**Zu erledigende Aufgaben:**
1. Wie lautet der Abschnitt des Textes über Misch- und Vielfaltskulturen, beginnend bei „Komplexität wagen –“ und endend bei „Vielfalt zu erhöhen.“, wenn du darin „Bäuer:innen“ gegen „Landwirt:innen“ austauschst?
2. Welche großen Herausforderungen zählt der Text über Misch- und Vielfaltskulturen auf, zu deren Bewältigung Mischkulturen, große Vielfalt und gesunde Böden geeignet sind?
3. Wie geht der Text über Misch- und Vielfaltskulturen nach seinem letzten Satz weiter? Führe ihn fort.

Komplexität wagen – Vielfalt kultivieren

Bei der „Farbe der Forschung III“ am 15. und 16. März 2024 berichteten in der Heinrich-Böll-Stiftung zu Berlin auf Einladung der Zukunftsstiftung Landwirtschaft Bäuer:innen, Forscher:innen und Expert:innen aus aller Welt von ihren Erfahrungen und ihrer Forschung zu Misch- und Vielfaltskulturen. Sie sind zum Beispiel die Grundlage der weltweit größten Umstellung auf agrarökologische Produktion, an der im indischen Andra Pradesh eine Million kleinbäuerliche Höfe beteiligt sind. Auch in China haben große Streifen-Mischkulturen eine lange Tradition und in Europa untersuchen Forscher*innen verschiedenste Mischkulturen und weitere Methoden, die Vielfalt zu erhöhen.

Mischkulturen, große Vielfalt und der Aufbau gesunder Böden sind zur Steigerung des Ertrages und der Widerstandsfähigkeit landwirtschaftlicher Kulturen am besten geeignet und zur Bewältigung der großen Herausforderungen Klimawandel, Biodiversitätsverlust, Süsswassermanagement und zur Wiederbelebung ländlicher Regionen. Dabei spielen Bodenmikrobiome ebenso eine Rolle wie Lebensmittel-Produktionssysteme, die lokal verortet und sozial vernetzt sind.

**Bereitgestellte Daten:**
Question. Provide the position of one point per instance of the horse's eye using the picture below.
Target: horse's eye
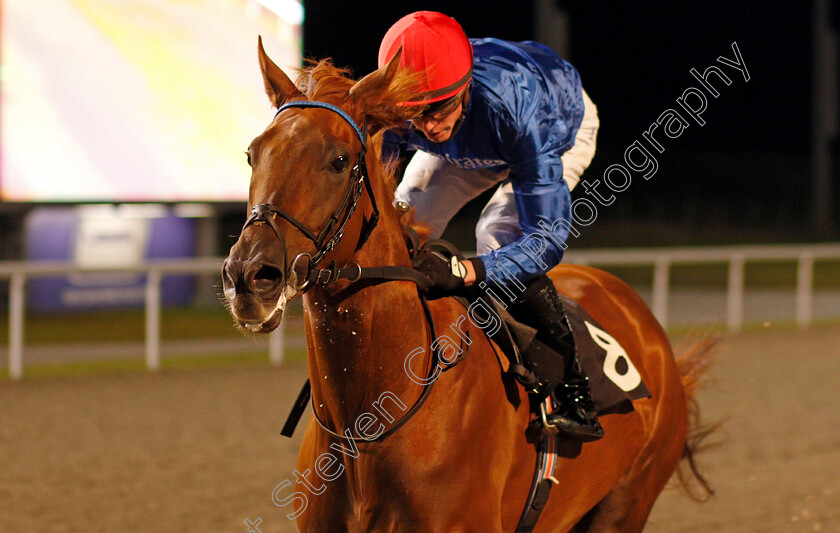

**Ergebnisse je Aufgabe:**
1.
Komplexität wagen – Vielfalt kultivieren

Bei der „Farbe der Forschung III“ am 15. und 16. März 2024 berichteten in der Heinrich-Böll-Stiftung zu Berlin auf Einladung der Zukunftsstiftung Landwirtschaft Landwirt:innen, Forscher:innen und Expert:innen aus aller Welt von ihren Erfahrungen und ihrer Forschung zu Misch- und Vielfaltskulturen. Sie sind zum Beispiel die Grundlage der weltweit größten Umstellung auf agrarökologische Produktion, an der im indischen Andra Pradesh eine Million kleinbäuerliche Höfe beteiligt sind. Auch in China haben große Streifen-Mischkulturen eine lange Tradition und in Europa untersuchen Forscher*innen verschiedenste Mischkulturen und weitere Methoden, die Vielfalt zu erhöhen.

2.
- Klimawandel
- Biodiversitätsverlust
- Süsswassermanagement
- Wiederbelebung ländlicher Regionen

3.
Was ist das Erfolgsgeheimnis von Mischkulturen? Wir alle gedeihen letztlich nur in komplexen Gemeinschaften von Mikroben, Pilzen, Insekten, Pflanzen und Tieren. Die Pionierin Lynn Margulis, deren Vermächtnis am Kongress vorgestellt wurde, schrieb: ‚Wir alle sind wandelnde Gemeinschaften von Mikroben‘ – Pflanzen, Tiere und wir Menschen. Und alle Lebewesen, auch kleinste Bakterien, kommunizieren und interagieren – ein unermessliches Netz von Beziehungen, das sich immer verändert, immer im Fluss ist. Es ist Leben, das voneinander abhängt, und es ist unmöglich, Konkurrenz und Kooperation dabei immer auseinanderzuhalten. Wenn wir Lebewesen so begreifen, eröffnen sich neue Perspektiven, auch für die Landwirtschaft. 

Und welche Rolle spielen bei der wissenschaftlichen und praktischen Umsetzung dieser transformierenden Perspektive und neuen Komplexität Maschinenlernen, Algorithmen und digitale Techniken? Sie eröffnen neue Dimensionen der Erfassung und Vernetzung von Daten, der Simulation aber auch von Kontrolle und Manipulierbarkeit durch einige wenige Tech-Giganten, die riesige Datenmengen von Feldern, Pflanzen, Mikroben und DNA privatisieren und kontrollieren.

20 Referierende führten zu diesen Themenkomplexen knapp 100 Teilnehmer*innen durch ein dichtes, atemberaubendes und höchst inspirierendes Programm, dessen ganz besondere Qualität sich selbst aus der Vielfalt der Zugänge zu den Themen ergab, vorgetragen von der Gärtnerin über Professorinnen und Forschende bis zu Landwirten, Autorinnen und Aktivisten.